» Talimatlarınız
Aşağıdaki dinî özgürlük mücadelesine dair metni, tek karakter değiştirmeden baştan sona yeniden yazın.

» Kaynak metin
/---
Yanlış okumadınız!
Hem de devlet tarafından kanunla...
Bu topraklar özgürlükler için verilen nice mücadelelere sahne oldu.
Mukaddes kitabımız Kur'an-ı Kerim'e konulan yasaklar karşısında millet gerektiğinde samanlıklarda Kur'an okuyarak mücadele etti.
İslam'ın en büyük şiarlarından olan ezan ise yıllarca esaret altında kaldı. Ancak verilen büyük mücadele sonucu ezanlar tekrar bu gök kubbede yankılanmaya başladı.
Camilerimiz esaretin bedelini en ağır ödeyen mekânlar oldu. İbadet için yapılan mekânlar ahır yapıldı, depo yapıldı, müze yapıldı. Camisiz şehirler inşa edildi.
Ayasofya'nın yeniden açılması ve Taksim'e cami yapılmasıyla bu yasakçı zihniyete karşı verilen özgürlük mücadelesi taçlandırıldı.
Uğrunda büyük mücadeleler verilen ve nice gözyaşları akıtılan, nice horlanmalarla ve kovulmalarla karşı karşıya kalan değerlerimizden birisi de başörtüsüydü.
Bu uğurda kızlarımız polis tarafından darp edildi, okullarına alınmadı, mezuniyet törenlerinde okul birincilerinin konuşmaması için ağızları kapatıldı. Kardeşlerimizin mahremiyetlerini korumak için kullandıkları başörtüleri hoyratça çekilip çıkarılmaya çalışıldı.
\---
» Verilen materyal
/---
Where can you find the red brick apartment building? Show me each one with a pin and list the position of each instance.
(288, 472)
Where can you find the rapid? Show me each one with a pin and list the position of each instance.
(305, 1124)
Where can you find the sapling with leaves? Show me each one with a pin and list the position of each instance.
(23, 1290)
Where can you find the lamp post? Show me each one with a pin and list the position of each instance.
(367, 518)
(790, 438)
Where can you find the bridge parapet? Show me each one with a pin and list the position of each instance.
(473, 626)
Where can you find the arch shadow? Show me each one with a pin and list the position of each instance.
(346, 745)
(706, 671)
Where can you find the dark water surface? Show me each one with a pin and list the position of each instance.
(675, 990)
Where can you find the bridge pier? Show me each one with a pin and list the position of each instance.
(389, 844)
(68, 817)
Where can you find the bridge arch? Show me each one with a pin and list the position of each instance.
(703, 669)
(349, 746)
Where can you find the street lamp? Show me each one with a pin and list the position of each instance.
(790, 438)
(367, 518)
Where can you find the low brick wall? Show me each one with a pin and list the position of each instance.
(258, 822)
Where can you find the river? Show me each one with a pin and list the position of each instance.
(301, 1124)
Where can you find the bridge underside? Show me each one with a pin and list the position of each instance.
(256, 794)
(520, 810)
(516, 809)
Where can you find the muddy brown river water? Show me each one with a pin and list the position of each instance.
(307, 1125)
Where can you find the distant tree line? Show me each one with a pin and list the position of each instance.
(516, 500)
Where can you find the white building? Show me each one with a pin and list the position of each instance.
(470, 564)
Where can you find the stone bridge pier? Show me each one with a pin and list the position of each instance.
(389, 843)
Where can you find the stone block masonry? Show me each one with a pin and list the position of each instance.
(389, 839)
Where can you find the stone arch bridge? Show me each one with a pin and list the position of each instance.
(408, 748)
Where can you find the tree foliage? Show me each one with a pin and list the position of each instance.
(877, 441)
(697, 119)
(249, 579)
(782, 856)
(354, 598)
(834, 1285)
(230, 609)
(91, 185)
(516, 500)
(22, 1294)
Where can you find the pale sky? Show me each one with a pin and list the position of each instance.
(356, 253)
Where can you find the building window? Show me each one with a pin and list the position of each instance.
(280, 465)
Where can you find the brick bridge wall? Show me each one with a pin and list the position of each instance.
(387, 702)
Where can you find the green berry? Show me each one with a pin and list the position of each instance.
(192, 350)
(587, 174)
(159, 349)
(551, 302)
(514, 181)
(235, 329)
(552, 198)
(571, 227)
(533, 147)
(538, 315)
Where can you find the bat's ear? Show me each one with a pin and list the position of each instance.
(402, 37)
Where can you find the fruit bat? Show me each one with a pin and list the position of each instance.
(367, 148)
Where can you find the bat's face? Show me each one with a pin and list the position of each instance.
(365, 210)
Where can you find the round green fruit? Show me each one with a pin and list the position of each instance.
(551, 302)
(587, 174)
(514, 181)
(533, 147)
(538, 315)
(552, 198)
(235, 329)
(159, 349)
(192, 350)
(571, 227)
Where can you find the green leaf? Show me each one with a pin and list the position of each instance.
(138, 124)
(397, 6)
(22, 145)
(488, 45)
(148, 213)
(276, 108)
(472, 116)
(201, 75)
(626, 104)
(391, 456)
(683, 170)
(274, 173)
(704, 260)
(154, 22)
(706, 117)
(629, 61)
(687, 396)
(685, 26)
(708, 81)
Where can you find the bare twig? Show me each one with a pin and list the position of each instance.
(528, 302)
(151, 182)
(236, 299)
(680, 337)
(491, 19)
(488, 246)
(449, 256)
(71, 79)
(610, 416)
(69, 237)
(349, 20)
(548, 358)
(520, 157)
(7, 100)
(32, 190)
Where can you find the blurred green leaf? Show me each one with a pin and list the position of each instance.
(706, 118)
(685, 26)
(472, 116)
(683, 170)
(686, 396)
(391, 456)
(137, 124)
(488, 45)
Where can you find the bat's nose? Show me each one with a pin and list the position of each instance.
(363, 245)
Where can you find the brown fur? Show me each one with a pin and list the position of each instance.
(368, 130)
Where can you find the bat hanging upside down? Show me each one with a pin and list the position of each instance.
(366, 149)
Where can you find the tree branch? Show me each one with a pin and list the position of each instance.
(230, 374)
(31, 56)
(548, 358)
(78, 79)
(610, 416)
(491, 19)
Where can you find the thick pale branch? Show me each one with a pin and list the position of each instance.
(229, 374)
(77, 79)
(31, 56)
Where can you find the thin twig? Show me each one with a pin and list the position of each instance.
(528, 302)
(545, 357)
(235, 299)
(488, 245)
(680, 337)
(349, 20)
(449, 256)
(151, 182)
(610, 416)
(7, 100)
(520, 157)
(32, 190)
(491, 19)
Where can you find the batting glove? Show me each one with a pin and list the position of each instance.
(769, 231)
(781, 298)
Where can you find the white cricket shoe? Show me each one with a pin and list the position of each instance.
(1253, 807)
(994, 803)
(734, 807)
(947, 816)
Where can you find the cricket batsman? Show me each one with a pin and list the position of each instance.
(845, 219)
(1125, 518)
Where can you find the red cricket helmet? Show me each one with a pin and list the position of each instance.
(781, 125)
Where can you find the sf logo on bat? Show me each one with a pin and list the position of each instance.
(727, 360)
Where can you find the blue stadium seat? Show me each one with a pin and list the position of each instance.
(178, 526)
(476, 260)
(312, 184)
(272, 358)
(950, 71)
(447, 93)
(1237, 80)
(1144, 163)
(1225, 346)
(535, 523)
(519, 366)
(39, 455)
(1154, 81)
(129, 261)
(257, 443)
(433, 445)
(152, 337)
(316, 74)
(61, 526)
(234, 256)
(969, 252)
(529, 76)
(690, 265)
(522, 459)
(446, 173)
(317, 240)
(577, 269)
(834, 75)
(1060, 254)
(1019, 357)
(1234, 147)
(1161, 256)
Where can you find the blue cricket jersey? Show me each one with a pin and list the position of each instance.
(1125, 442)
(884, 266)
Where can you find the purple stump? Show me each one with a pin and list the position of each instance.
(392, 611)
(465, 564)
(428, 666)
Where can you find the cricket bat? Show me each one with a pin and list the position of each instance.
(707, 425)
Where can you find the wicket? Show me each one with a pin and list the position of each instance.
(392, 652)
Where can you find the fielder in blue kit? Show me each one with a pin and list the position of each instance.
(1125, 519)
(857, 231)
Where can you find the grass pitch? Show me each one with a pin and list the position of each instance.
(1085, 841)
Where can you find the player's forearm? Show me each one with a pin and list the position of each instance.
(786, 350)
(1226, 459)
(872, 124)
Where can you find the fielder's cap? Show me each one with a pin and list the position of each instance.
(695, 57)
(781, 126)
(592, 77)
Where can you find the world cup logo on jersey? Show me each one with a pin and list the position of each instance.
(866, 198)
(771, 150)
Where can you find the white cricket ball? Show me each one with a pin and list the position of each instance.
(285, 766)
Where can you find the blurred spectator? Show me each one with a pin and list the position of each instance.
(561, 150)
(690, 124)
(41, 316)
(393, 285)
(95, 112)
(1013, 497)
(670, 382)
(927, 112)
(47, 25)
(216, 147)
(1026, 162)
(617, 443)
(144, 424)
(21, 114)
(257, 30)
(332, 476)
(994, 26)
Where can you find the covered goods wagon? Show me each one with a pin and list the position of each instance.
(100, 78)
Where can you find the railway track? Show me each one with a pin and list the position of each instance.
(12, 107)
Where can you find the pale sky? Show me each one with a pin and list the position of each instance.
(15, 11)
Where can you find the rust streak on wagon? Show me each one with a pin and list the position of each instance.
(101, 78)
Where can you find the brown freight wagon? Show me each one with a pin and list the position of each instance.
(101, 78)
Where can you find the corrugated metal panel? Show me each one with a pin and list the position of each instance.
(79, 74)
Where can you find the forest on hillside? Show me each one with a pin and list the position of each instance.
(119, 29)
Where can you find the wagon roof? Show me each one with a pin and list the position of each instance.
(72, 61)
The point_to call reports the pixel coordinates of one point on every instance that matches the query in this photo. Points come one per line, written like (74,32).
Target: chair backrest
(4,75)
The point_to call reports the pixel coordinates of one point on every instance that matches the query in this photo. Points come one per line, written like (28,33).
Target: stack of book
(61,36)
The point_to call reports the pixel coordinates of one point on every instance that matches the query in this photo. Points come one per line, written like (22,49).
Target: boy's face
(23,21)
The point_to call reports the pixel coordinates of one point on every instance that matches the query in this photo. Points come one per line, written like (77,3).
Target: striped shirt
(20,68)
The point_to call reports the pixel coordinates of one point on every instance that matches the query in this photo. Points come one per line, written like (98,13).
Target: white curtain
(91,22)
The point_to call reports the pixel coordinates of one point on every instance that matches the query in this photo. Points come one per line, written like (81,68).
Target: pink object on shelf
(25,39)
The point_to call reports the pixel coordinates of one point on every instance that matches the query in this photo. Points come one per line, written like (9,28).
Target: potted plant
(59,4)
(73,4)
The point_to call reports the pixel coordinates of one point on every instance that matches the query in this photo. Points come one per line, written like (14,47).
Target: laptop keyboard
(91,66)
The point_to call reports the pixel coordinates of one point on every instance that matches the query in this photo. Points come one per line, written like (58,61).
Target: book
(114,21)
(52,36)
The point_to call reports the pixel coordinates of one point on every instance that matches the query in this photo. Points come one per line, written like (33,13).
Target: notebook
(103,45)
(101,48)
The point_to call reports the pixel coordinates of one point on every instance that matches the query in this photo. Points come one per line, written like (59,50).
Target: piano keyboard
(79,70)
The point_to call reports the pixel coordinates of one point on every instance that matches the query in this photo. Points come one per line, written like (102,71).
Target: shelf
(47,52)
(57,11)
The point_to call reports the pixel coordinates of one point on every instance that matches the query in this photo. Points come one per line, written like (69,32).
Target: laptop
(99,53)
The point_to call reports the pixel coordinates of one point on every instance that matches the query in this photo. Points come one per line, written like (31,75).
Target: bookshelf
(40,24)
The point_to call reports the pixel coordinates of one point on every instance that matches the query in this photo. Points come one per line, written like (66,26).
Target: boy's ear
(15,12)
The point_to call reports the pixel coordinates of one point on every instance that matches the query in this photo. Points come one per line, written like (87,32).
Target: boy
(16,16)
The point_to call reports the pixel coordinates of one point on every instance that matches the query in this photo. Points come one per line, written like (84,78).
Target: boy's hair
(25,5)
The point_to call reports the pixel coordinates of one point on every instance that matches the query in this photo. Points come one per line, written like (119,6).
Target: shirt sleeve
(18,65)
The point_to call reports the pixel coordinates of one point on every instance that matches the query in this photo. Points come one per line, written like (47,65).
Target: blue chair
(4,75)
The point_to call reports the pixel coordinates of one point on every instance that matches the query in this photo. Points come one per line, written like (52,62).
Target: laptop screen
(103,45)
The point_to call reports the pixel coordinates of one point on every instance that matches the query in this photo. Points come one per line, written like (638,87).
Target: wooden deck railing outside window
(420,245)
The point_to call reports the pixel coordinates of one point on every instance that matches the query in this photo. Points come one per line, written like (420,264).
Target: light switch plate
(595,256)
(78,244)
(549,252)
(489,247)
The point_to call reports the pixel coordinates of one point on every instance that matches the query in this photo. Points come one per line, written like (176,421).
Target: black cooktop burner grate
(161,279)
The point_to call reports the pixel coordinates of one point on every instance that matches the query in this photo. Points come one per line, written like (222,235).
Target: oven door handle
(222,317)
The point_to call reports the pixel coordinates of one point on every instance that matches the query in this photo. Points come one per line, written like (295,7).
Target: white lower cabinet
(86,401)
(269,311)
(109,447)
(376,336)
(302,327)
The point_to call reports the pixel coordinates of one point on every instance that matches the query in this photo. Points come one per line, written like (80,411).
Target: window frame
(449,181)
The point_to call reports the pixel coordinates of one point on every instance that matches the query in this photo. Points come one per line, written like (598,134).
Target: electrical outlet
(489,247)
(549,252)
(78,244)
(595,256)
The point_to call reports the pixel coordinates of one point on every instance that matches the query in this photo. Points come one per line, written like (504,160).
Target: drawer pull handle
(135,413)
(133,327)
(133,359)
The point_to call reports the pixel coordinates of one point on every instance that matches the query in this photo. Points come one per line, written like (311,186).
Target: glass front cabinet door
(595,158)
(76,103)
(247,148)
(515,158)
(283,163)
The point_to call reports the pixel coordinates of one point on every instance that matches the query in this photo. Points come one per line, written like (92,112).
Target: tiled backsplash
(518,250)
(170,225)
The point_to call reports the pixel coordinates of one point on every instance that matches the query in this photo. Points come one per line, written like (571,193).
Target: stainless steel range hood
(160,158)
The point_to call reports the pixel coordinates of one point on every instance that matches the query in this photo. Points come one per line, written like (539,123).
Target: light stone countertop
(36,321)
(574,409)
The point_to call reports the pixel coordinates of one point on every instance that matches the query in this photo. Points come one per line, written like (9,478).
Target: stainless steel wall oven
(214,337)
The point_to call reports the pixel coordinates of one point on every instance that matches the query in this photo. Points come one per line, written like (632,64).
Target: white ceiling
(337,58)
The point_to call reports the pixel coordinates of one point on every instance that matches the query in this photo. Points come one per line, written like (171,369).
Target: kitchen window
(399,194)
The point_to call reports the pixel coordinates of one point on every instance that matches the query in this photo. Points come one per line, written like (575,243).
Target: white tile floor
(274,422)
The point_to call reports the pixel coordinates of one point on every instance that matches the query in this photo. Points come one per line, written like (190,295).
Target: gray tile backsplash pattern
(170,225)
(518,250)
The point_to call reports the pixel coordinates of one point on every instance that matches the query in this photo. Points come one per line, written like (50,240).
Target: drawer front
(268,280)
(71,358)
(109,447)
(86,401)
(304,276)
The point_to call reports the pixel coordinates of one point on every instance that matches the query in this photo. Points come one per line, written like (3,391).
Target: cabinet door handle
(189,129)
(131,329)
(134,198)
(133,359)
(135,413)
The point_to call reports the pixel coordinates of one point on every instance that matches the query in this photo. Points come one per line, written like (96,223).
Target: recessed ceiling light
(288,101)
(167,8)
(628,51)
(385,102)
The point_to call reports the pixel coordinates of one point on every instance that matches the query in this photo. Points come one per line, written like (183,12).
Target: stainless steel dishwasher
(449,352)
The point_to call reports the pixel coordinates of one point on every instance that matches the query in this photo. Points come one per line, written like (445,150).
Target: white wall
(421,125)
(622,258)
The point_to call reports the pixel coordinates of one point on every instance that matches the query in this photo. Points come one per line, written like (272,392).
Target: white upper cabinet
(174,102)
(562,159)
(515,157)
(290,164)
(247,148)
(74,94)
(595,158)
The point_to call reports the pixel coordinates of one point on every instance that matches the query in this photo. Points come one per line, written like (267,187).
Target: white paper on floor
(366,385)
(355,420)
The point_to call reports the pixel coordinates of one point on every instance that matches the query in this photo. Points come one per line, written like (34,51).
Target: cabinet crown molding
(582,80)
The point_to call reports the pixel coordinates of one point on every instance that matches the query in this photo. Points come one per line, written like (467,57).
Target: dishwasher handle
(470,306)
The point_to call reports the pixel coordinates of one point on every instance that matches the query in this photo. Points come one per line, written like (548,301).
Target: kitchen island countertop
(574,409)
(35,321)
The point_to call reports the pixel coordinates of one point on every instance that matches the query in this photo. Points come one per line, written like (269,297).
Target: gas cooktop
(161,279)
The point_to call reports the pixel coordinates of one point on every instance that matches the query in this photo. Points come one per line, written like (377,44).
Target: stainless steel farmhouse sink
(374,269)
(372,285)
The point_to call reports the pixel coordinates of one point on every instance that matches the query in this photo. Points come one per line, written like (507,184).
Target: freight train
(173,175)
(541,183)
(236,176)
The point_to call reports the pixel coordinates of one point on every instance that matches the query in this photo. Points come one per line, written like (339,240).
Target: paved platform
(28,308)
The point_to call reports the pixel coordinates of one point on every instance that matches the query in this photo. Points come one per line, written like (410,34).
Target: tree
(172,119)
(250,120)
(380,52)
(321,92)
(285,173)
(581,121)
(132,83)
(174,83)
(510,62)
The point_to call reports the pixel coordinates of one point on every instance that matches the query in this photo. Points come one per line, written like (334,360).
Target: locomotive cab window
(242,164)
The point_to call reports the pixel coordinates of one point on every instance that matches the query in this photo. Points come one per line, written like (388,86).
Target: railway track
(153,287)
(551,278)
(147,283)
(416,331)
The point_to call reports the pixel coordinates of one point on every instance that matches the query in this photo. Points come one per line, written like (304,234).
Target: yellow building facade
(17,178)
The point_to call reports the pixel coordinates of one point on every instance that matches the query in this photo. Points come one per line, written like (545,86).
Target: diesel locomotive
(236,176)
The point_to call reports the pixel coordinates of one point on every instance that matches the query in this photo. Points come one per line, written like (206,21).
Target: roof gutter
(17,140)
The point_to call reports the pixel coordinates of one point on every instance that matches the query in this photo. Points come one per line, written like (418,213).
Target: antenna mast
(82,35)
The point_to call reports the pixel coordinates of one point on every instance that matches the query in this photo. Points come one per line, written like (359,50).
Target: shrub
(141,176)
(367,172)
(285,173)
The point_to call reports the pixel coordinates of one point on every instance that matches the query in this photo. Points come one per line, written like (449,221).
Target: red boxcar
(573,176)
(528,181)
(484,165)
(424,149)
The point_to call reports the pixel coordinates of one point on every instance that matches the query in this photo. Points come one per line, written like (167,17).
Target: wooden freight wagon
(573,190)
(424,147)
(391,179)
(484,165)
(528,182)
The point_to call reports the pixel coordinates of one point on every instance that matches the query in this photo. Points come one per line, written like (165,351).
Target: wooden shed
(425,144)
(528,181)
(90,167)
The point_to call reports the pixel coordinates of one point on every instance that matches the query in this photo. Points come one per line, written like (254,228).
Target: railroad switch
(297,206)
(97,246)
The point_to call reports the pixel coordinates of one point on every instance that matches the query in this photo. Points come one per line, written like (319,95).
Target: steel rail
\---
» Yanıt aşağıda
Yanlış okumadınız!
Hem de devlet tarafından kanunla...
Bu topraklar özgürlükler için verilen nice mücadelelere sahne oldu.
Mukaddes kitabımız Kur'an-ı Kerim'e konulan yasaklar karşısında millet gerektiğinde samanlıklarda Kur'an okuyarak mücadele etti.
İslam'ın en büyük şiarlarından olan ezan ise yıllarca esaret altında kaldı. Ancak verilen büyük mücadele sonucu ezanlar tekrar bu gök kubbede yankılanmaya başladı.
Camilerimiz esaretin bedelini en ağır ödeyen mekânlar oldu. İbadet için yapılan mekânlar ahır yapıldı, depo yapıldı, müze yapıldı. Camisiz şehirler inşa edildi.
Ayasofya'nın yeniden açılması ve Taksim'e cami yapılmasıyla bu yasakçı zihniyete karşı verilen özgürlük mücadelesi taçlandırıldı.
Uğrunda büyük mücadeleler verilen ve nice gözyaşları akıtılan, nice horlanmalarla ve kovulmalarla karşı karşıya kalan değerlerimizden birisi de başörtüsüydü.
Bu uğurda kızlarımız polis tarafından darp edildi, okullarına alınmadı, mezuniyet törenlerinde okul birincilerinin konuşmaması için ağızları kapatıldı. Kardeşlerimizin mahremiyetlerini korumak için kullandıkları başörtüleri hoyratça çekilip çıkarılmaya çalışıldı.